Saved entries:
● ● ● ● ● ● ●

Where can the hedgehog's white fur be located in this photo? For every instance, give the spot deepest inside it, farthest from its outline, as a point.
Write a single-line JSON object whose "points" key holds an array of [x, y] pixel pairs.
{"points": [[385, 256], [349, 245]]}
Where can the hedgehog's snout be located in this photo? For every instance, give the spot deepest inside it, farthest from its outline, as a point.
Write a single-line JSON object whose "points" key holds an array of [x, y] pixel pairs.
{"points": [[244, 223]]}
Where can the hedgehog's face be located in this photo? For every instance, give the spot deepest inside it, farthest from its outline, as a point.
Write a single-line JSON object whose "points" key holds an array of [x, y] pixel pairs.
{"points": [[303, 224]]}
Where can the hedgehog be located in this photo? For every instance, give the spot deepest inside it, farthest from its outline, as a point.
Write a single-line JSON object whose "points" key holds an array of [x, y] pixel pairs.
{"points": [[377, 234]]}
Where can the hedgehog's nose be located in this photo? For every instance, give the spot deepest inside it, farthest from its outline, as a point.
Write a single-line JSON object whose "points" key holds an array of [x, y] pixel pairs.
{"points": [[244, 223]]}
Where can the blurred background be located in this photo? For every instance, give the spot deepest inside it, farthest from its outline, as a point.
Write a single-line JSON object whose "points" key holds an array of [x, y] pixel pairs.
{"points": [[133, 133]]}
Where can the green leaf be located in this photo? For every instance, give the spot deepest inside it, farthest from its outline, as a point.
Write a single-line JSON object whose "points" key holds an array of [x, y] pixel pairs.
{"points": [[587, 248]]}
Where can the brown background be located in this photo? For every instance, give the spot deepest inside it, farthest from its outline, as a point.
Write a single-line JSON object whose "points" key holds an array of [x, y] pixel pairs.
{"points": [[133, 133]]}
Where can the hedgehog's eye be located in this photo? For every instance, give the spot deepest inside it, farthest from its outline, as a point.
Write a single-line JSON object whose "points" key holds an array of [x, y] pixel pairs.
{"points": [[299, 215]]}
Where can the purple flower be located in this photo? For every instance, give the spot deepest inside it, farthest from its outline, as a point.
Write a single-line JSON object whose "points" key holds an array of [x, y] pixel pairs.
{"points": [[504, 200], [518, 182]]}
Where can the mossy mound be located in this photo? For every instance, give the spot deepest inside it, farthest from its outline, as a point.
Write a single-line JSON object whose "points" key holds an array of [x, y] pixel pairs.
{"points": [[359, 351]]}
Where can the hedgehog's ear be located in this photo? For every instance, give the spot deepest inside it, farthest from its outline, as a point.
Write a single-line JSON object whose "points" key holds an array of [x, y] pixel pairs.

● ● ● ● ● ● ●

WORK INSTRUCTIONS:
Among the records above, extract exactly the lines from the line with "Where can the hedgehog's snout" to the line with "Where can the brown", both lines included, and leave out the rest.

PROBLEM SOLUTION:
Where can the hedgehog's snout be located in this photo? For every instance, give the spot deepest inside it, farthest from its outline, as a point.
Write a single-line JSON object whose "points" key holds an array of [x, y] pixel pairs.
{"points": [[244, 223]]}
Where can the hedgehog's face be located in this photo? For every instance, give the spot deepest inside it, farthest from its outline, as a point.
Write a single-line JSON object whose "points" key holds an array of [x, y] pixel pairs.
{"points": [[303, 224]]}
Where can the hedgehog be located in this photo? For every instance, give the spot deepest inside it, farthest from its outline, as a point.
Write a single-line JSON object whose "points" key holds an array of [x, y] pixel pairs.
{"points": [[377, 234]]}
Where can the hedgehog's nose be located in this photo? For every instance, give the spot deepest inside it, farthest from its outline, as a point.
Write a single-line JSON object whose "points" key holds an array of [x, y] pixel pairs.
{"points": [[244, 223]]}
Where can the blurred background be located in this photo? For every instance, give the spot deepest inside it, farthest from its outline, as a point.
Write a single-line JSON object whose "points" key holds an array of [x, y] pixel pairs.
{"points": [[133, 133]]}
Where can the green leaf be located in this photo? For every instance, give the spot deepest inside it, farthest from its outline, as a point.
Write a single-line JSON object whose "points" key holds an array of [x, y] pixel pairs.
{"points": [[587, 248]]}
Where can the brown background be located in this photo? For every instance, give the spot deepest inside it, farthest from its outline, as a point.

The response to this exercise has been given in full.